Genomics, Not Cookbook Medicine?

genomicsGenomics promises the next wave of medical innovation. It will remake clinical care. At least that’s what the genomics researchers say.

Today, medications get tested on thousands of people. Hopefully, safety and efficacy in thousands of study patients means medication will work on each individual patient.

Can we do better?

Genomics

Imagine if we could match someone’s exact genetic coding with a perfectly suited treatment? Genomics promises to do that, soon.

Personalized medicine, pharmacogenomics, presupposes individuality. People respond uniquely to medication. Currently, we aim for similar targets in every patient on a particular pill but are not surprised that individuals respond uniquely.

It explains why, all things being equal, a patient needs more medication than her sister for the same condition.

Not Cookbook Medicine

Genomics undermines a powerful movement. Evidence based medicine (EBM) has preached standardization, clinical practice guidelines and ‘quality’ for decades. Evidence based medicine swelled on the imprimatur of statistical analysis.

Devotees believe the path to excellence and efficiency lies on the narrow road of crisply defined process.

Top-Down Control

Academics, central planners and politicians love EBM. They wield EBM to proscribe medical deviance. Clinical judgement takes the hindmost.   Planners stand on giant studies and proclaim ideal treatment and best practices. Politicians lean on wayward physicians who allow too much patient choice in treatment, too much individuality.

Genomics delivers a new songbook. It sounds like old-fashioned pathophysiology that EBM discarded in the 1980s. Pathophysiology irritates statisticians and politicians. It encourages clinicians to think instead of memorizing clinical guidelines. Thinking is messy, hard to control.

Future

Genomics might become just another cookbook. It might dictate treatment based on computer analysis of patients’ genomes eliminating clinical judgment. Regardless, it will still ruin the one-size-fits-all approach clinicians get graded on now.

Hard core, individualized science might make a comeback. It will change everything. And it won’t be cheap.

photo credit: telegraph.co.uk.com

4 thoughts on “Genomics, Not Cookbook Medicine?”

**EXERCISE DESCRIPTION:** Return the entire blog post on genomics and cookbook medicine word for word. The items that come next are separate material and are not part of the blog post.

Stored data:
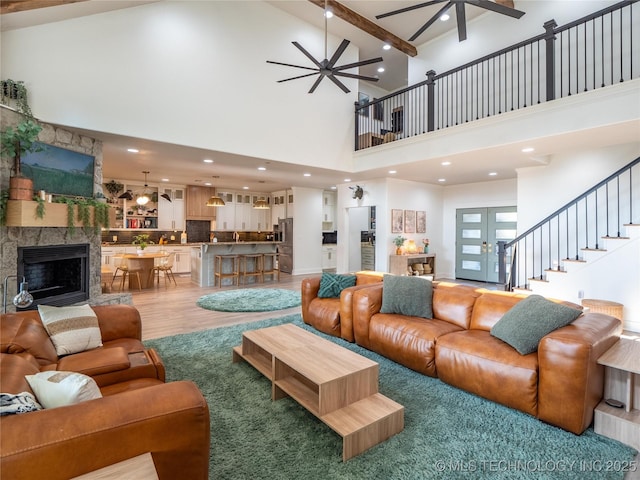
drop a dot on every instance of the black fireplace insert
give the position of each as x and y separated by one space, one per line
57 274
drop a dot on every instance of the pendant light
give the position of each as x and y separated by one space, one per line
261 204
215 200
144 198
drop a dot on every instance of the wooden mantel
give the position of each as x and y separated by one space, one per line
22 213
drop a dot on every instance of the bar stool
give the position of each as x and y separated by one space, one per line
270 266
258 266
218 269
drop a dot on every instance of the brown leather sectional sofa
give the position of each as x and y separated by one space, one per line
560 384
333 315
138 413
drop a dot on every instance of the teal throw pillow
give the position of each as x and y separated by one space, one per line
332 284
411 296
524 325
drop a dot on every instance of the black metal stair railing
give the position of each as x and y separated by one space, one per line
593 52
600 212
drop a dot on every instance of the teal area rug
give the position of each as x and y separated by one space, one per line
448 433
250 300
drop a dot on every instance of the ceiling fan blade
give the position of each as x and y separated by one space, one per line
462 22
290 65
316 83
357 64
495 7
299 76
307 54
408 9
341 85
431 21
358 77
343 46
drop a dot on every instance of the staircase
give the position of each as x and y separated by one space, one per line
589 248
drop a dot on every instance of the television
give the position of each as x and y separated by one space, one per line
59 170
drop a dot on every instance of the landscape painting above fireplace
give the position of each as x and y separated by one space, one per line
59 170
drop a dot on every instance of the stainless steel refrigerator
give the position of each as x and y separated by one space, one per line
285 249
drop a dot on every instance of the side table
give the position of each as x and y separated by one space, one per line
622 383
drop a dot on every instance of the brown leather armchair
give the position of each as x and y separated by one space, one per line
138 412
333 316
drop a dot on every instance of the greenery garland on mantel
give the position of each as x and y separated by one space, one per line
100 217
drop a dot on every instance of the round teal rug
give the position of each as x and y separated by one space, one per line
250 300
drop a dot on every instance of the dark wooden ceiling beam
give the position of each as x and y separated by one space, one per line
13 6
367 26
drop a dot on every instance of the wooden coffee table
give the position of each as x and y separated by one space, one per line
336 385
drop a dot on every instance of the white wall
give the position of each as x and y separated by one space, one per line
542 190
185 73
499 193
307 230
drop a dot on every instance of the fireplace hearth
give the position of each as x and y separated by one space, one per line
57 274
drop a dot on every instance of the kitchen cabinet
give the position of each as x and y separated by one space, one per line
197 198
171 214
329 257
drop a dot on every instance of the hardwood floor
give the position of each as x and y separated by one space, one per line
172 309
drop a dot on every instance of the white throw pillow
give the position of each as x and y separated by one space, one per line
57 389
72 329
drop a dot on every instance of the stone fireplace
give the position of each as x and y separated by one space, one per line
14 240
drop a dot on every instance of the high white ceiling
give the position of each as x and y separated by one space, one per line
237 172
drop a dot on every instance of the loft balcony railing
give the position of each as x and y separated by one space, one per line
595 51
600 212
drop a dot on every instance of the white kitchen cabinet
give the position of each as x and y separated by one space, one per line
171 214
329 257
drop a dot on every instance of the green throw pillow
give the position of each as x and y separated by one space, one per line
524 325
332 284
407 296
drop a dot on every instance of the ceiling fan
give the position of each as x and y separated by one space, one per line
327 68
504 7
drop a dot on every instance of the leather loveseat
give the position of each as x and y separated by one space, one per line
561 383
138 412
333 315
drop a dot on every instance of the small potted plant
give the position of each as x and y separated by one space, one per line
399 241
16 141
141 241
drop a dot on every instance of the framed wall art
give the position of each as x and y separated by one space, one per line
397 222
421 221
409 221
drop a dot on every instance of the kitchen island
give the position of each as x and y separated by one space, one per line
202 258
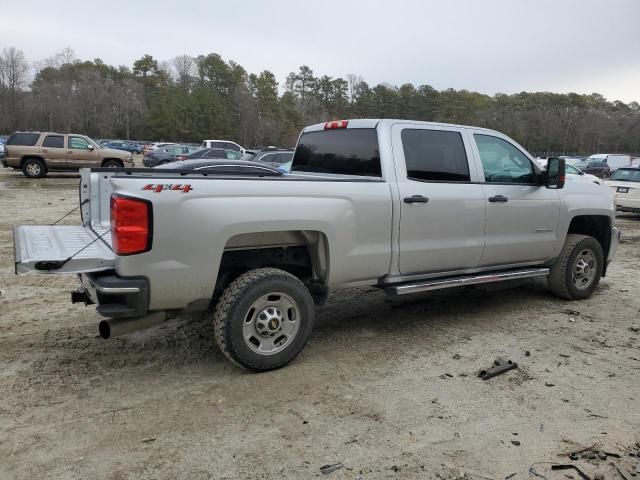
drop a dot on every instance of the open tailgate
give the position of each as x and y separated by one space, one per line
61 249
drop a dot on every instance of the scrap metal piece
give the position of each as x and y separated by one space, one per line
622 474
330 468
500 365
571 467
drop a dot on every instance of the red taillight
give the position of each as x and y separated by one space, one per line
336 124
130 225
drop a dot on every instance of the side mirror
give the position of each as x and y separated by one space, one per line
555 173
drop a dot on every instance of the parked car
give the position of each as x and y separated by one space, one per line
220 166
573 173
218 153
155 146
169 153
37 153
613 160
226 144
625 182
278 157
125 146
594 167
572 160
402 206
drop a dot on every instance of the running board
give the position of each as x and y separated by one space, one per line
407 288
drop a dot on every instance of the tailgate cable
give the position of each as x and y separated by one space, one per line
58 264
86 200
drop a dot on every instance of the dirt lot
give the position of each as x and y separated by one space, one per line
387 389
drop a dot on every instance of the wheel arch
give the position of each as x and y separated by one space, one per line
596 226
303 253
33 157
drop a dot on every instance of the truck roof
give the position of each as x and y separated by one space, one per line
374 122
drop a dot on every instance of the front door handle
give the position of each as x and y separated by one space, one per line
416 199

...

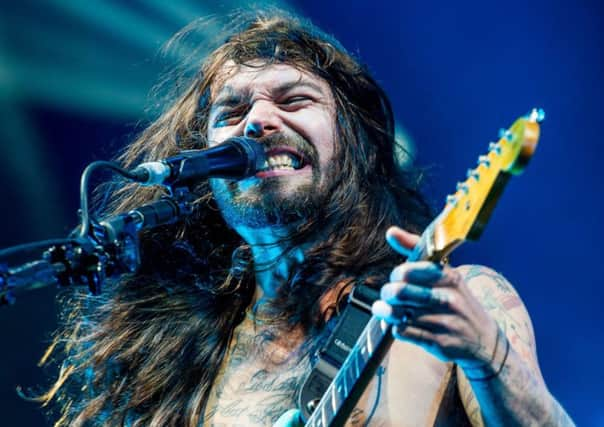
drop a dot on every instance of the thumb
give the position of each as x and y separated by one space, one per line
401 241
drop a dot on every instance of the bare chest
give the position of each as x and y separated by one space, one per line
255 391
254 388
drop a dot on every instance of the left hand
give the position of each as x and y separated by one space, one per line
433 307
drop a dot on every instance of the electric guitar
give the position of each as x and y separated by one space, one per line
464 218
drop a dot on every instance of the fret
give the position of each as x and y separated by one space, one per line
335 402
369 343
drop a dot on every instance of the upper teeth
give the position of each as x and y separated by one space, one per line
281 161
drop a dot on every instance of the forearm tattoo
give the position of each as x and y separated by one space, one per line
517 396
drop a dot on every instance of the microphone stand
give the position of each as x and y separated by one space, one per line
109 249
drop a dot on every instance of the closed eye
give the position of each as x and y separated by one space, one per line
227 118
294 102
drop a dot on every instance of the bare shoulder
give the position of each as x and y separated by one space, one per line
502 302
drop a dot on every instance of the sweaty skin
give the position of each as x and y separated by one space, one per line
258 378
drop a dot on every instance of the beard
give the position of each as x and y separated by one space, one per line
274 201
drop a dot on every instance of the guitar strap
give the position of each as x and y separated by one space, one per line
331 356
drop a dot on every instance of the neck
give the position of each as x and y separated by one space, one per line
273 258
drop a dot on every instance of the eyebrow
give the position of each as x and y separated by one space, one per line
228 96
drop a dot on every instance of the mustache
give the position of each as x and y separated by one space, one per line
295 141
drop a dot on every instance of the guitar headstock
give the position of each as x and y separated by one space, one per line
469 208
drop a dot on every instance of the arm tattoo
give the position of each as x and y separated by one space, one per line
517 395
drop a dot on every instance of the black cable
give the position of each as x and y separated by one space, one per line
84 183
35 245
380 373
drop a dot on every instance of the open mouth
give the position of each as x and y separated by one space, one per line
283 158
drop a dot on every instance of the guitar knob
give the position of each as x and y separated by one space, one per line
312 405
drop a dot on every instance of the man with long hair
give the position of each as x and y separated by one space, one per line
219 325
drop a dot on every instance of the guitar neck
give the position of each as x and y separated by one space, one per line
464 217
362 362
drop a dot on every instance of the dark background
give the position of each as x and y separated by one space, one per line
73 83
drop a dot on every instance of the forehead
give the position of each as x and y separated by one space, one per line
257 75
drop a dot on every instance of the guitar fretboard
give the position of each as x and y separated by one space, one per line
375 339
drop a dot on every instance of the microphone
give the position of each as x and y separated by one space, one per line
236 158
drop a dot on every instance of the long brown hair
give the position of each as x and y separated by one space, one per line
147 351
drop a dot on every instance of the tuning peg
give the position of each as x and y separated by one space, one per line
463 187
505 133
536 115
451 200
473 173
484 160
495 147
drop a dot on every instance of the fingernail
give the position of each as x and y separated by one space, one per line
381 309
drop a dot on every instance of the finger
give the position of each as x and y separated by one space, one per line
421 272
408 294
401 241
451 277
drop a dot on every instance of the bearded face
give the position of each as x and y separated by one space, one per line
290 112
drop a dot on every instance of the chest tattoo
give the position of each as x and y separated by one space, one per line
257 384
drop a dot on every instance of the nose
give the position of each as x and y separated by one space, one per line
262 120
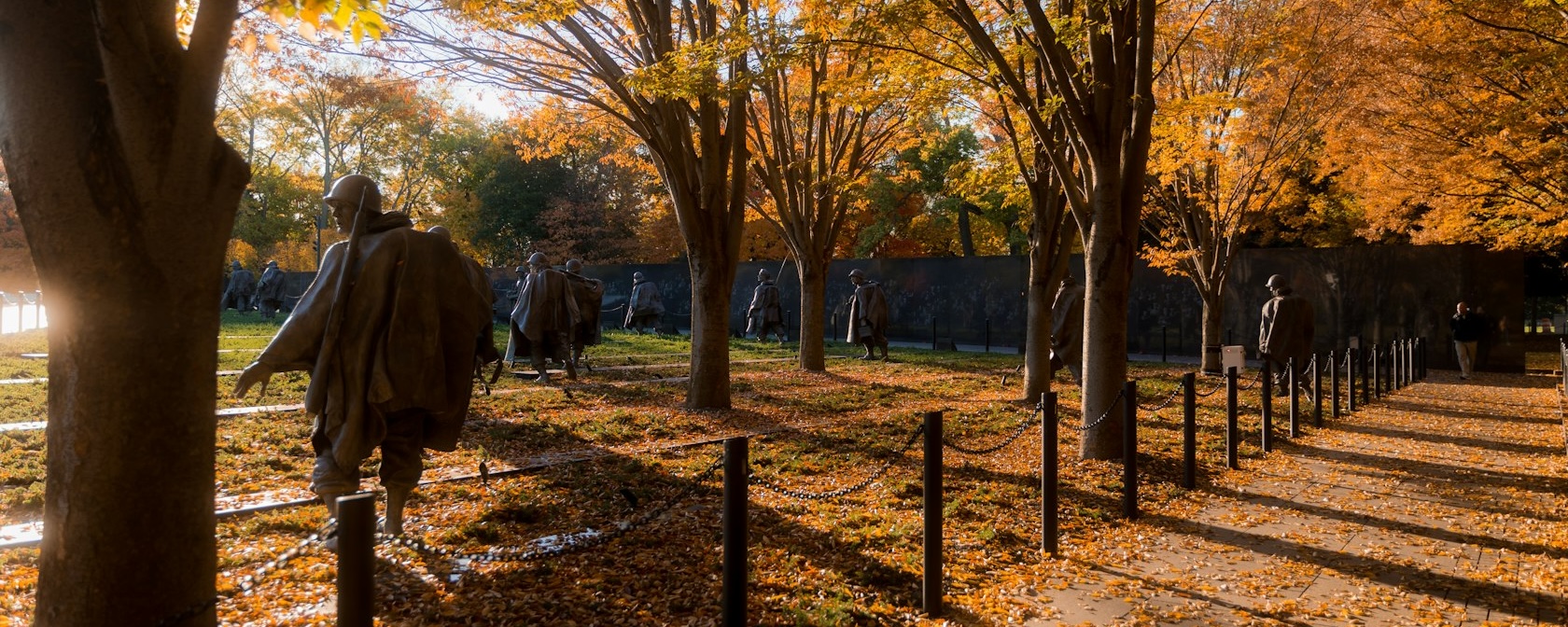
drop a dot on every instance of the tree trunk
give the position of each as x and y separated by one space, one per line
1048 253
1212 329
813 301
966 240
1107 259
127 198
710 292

**WRITTEN ANSWER:**
Genomics, Not Cookbook Medicine?

genomicsGenomics promises the next wave of medical innovation. It will remake clinical care. At least that’s what the genomics researchers say.

Today, medications get tested on thousands of people. Hopefully, safety and efficacy in thousands of study patients means medication will work on each individual patient.

Can we do better?

Genomics

Imagine if we could match someone’s exact genetic coding with a perfectly suited treatment? Genomics promises to do that, soon.

Personalized medicine, pharmacogenomics, presupposes individuality. People respond uniquely to medication. Currently, we aim for similar targets in every patient on a particular pill but are not surprised that individuals respond uniquely.

It explains why, all things being equal, a patient needs more medication than her sister for the same condition.

Not Cookbook Medicine

Genomics undermines a powerful movement. Evidence based medicine (EBM) has preached standardization, clinical practice guidelines and ‘quality’ for decades. Evidence based medicine swelled on the imprimatur of statistical analysis.

Devotees believe the path to excellence and efficiency lies on the narrow road of crisply defined process.

Top-Down Control

Academics, central planners and politicians love EBM. They wield EBM to proscribe medical deviance. Clinical judgement takes the hindmost.   Planners stand on giant studies and proclaim ideal treatment and best practices. Politicians lean on wayward physicians who allow too much patient choice in treatment, too much individuality.

Genomics delivers a new songbook. It sounds like old-fashioned pathophysiology that EBM discarded in the 1980s. Pathophysiology irritates statisticians and politicians. It encourages clinicians to think instead of memorizing clinical guidelines. Thinking is messy, hard to control.

Future

Genomics might become just another cookbook. It might dictate treatment based on computer analysis of patients’ genomes eliminating clinical judgment. Regardless, it will still ruin the one-size-fits-all approach clinicians get graded on now.

Hard core, individualized science might make a comeback. It will change everything. And it won’t be cheap.

photo credit: telegraph.co.uk.com

4 thoughts on “Genomics, Not Cookbook Medicine?”